_STATED TASK_
Make an exact copy of all the entries below, with the pictures left out.

_RECORD EXTRACTS_
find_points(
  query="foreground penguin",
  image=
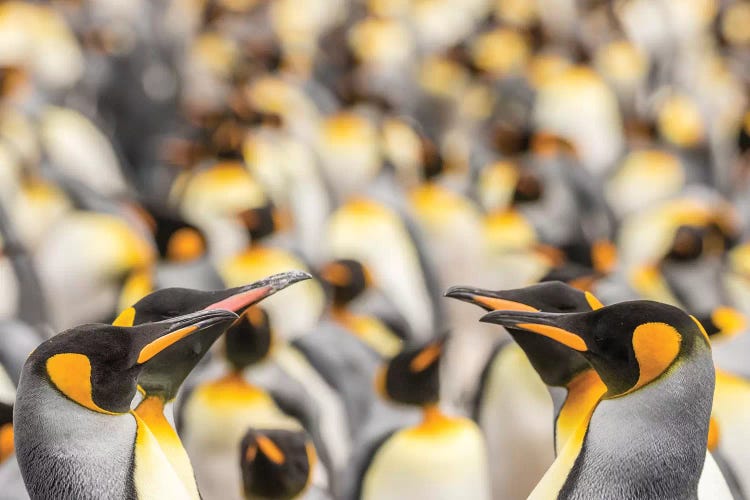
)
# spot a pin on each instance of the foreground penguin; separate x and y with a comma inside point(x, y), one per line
point(441, 458)
point(557, 366)
point(638, 441)
point(75, 434)
point(575, 387)
point(161, 379)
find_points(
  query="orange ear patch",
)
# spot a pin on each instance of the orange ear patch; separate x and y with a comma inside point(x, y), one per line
point(656, 346)
point(184, 245)
point(126, 318)
point(563, 336)
point(594, 303)
point(269, 449)
point(71, 374)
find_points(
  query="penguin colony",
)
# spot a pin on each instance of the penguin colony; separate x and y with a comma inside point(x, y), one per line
point(374, 249)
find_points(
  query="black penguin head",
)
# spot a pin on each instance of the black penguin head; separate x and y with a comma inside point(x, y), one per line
point(165, 374)
point(629, 344)
point(556, 364)
point(249, 339)
point(97, 366)
point(413, 376)
point(262, 221)
point(276, 463)
point(346, 278)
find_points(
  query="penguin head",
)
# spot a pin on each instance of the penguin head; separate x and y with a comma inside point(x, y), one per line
point(262, 221)
point(629, 344)
point(177, 240)
point(347, 279)
point(249, 339)
point(556, 364)
point(97, 366)
point(165, 374)
point(276, 463)
point(413, 376)
point(723, 322)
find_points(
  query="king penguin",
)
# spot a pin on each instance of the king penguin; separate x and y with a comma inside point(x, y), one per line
point(630, 446)
point(441, 458)
point(217, 412)
point(505, 385)
point(278, 464)
point(75, 434)
point(160, 381)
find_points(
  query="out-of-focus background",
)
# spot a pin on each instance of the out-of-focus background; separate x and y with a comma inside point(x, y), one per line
point(494, 143)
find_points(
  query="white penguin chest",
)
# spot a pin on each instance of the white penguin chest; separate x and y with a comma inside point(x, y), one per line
point(445, 465)
point(154, 477)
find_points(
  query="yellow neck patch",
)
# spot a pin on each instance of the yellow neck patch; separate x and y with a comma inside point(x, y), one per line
point(563, 336)
point(6, 441)
point(584, 392)
point(713, 434)
point(656, 346)
point(71, 374)
point(151, 412)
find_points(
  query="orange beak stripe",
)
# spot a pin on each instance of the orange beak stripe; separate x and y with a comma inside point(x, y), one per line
point(158, 345)
point(558, 334)
point(502, 304)
point(270, 450)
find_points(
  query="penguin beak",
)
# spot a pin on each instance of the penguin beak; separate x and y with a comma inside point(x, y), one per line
point(180, 329)
point(487, 299)
point(176, 348)
point(555, 326)
point(240, 298)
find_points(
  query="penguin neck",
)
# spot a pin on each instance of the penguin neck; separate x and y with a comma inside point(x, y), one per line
point(59, 445)
point(651, 440)
point(584, 391)
point(151, 410)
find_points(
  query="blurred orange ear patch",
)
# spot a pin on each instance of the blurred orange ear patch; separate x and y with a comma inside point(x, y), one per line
point(269, 449)
point(425, 358)
point(185, 244)
point(656, 346)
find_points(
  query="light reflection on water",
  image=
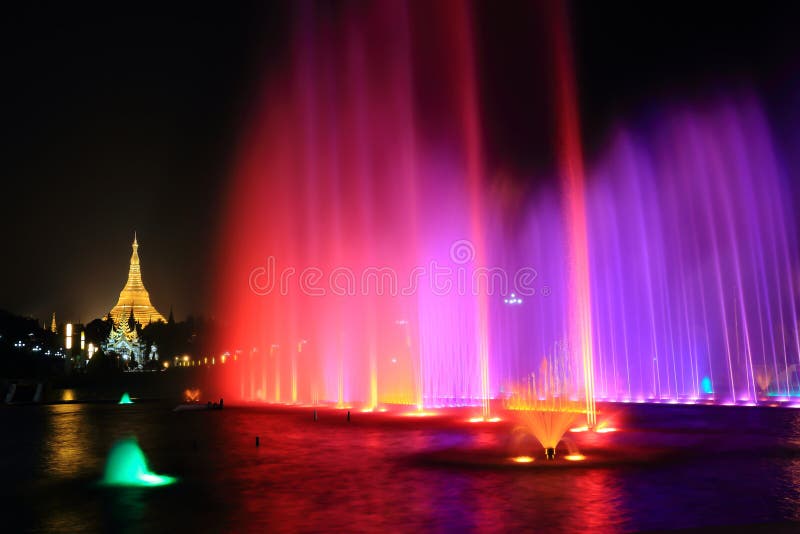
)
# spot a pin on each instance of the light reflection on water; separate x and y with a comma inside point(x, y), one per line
point(741, 468)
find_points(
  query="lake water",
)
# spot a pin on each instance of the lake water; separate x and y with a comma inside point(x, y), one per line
point(704, 467)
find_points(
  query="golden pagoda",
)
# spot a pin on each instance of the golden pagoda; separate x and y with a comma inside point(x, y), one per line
point(134, 296)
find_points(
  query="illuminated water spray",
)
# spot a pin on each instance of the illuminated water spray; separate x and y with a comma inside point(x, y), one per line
point(573, 178)
point(665, 270)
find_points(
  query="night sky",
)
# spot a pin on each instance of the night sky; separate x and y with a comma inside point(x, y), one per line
point(125, 117)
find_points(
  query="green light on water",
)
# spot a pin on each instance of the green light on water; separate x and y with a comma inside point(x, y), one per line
point(127, 466)
point(705, 385)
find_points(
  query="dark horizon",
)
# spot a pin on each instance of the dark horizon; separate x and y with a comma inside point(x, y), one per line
point(120, 122)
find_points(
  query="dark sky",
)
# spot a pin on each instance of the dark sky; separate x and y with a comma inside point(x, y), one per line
point(123, 117)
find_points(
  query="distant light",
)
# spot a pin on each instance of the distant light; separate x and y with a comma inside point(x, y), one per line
point(605, 430)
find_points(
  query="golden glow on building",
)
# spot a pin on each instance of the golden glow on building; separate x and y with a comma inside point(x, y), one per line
point(134, 296)
point(69, 336)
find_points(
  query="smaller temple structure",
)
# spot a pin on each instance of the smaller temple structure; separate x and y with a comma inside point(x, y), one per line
point(124, 341)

_SOLUTION_
find_points(
  query="foreground penguin",
  image=
)
# spot a pin on each instance of the foreground penguin; separate x and y with a comma inside point(x, y), one per line
point(441, 458)
point(557, 366)
point(638, 441)
point(75, 434)
point(575, 387)
point(161, 379)
find_points(
  query="orange ear patch",
)
# spot a pin on each instance of the orange ear patch; separate x and y with a comma inside point(x, y), one per line
point(656, 346)
point(184, 245)
point(126, 318)
point(563, 336)
point(594, 303)
point(269, 449)
point(71, 374)
find_points(
  query="penguin colony",
)
# spot a pin on each instance of the penguin colony; separate x and y with a comma inside point(x, y), one per line
point(374, 249)
find_points(
  query="black penguin head",
)
# spot a pin on each instance of the black penguin head; separate x and y with a comma inside point(x, y), one per line
point(165, 374)
point(629, 344)
point(556, 364)
point(249, 339)
point(97, 366)
point(413, 376)
point(262, 221)
point(276, 463)
point(346, 278)
find_points(
  query="penguin head",
)
# spot a pin on each instance of the penguin head; separate x and y with a comma inside point(x, y), one per line
point(262, 221)
point(629, 344)
point(177, 240)
point(347, 279)
point(249, 339)
point(556, 364)
point(97, 366)
point(165, 374)
point(276, 463)
point(413, 376)
point(723, 322)
find_points(
  query="king penguin",
)
# spot a pin on each instance of the king penguin; separate x and y with a comma inside point(x, y), one per line
point(630, 446)
point(441, 458)
point(217, 412)
point(505, 385)
point(278, 464)
point(75, 434)
point(160, 381)
find_points(
  query="out-of-focus background",
)
# spot a pin on each instance of the out-of-focus background; separate x and y with a comma inside point(x, y), one per line
point(494, 143)
find_points(
  query="white penguin chest",
)
# spot a pin on each instance of the white penguin chest; separate x and y with a comma inside point(x, y), one per line
point(445, 465)
point(154, 477)
find_points(
  query="yellow neck patch",
)
# spot a pin on each instance of the yellow neck patch; separate x and y with a comma inside point(x, y), one per line
point(563, 336)
point(6, 441)
point(584, 392)
point(713, 434)
point(656, 346)
point(71, 374)
point(151, 412)
find_points(
  query="orange beak stripe",
)
# spot a pin on each instance of the orange beak stripe; separate x and y with a comma inside point(x, y), one per line
point(158, 345)
point(558, 334)
point(502, 304)
point(270, 450)
find_points(
  query="penguin beak",
)
# spot a pin on each instance of the penguin beak; separate x and y with a comma inside point(x, y), one per line
point(180, 329)
point(487, 299)
point(176, 348)
point(555, 326)
point(240, 298)
find_points(
  query="penguin neck",
)
# spot a pin on each instance of the penguin neck; separate x and y with a comma inside point(x, y), one per line
point(59, 445)
point(651, 440)
point(584, 391)
point(151, 410)
find_points(
  query="blurred orange ear patch",
)
# spot a pin on each instance of the blurred orange ear patch; separate x and y with a comma inside point(x, y), one per line
point(269, 449)
point(425, 358)
point(185, 244)
point(656, 346)
find_points(
  query="light reflection on water",
  image=
)
# spot a pin on each instance of the light reflection on water; separate x and y with a comma inside point(x, y), one per line
point(741, 468)
find_points(
  query="lake water",
)
# spot a pin on each instance of the lake water; separate x and y with a comma inside point(x, y), one per line
point(704, 467)
find_points(
  query="golden pagoda",
)
# spot a pin on each instance of the golden pagoda; separate x and y with a comma inside point(x, y), one per line
point(134, 296)
find_points(
  query="illuminated water spray",
)
# spot a pin on each instance of the illuminated water spray; separate x and y with a comma inside point(x, y), one per line
point(573, 178)
point(665, 270)
find_points(
  query="night sky",
)
# spot a pin on each instance of the night sky; separate x and y with a comma inside point(x, y), one per line
point(125, 117)
find_points(
  query="green light on water",
)
# spot a pin on each instance of the green light on water; separate x and y with a comma inside point(x, y), one per line
point(127, 466)
point(705, 385)
find_points(
  query="dark horizon",
)
# spot a pin on each instance of the dark horizon; separate x and y with a comma inside point(x, y), one per line
point(120, 122)
find_points(
  query="dark sky",
)
# spot a pin on each instance of the dark sky; separate x and y with a comma inside point(x, y), one per line
point(123, 117)
find_points(
  query="distant light",
)
# spot a pin on each instance of the distant light; separate x and y with a comma inside point(x, y), one per line
point(605, 430)
find_points(
  query="golden glow on building",
)
# spot a pin on each instance of the golden glow on building; separate x and y with a comma inside point(x, y), one per line
point(134, 296)
point(69, 336)
find_points(
  query="smaller temple structure",
)
# spot a pin on each instance of the smaller temple structure; separate x and y with a comma inside point(x, y), one per line
point(124, 341)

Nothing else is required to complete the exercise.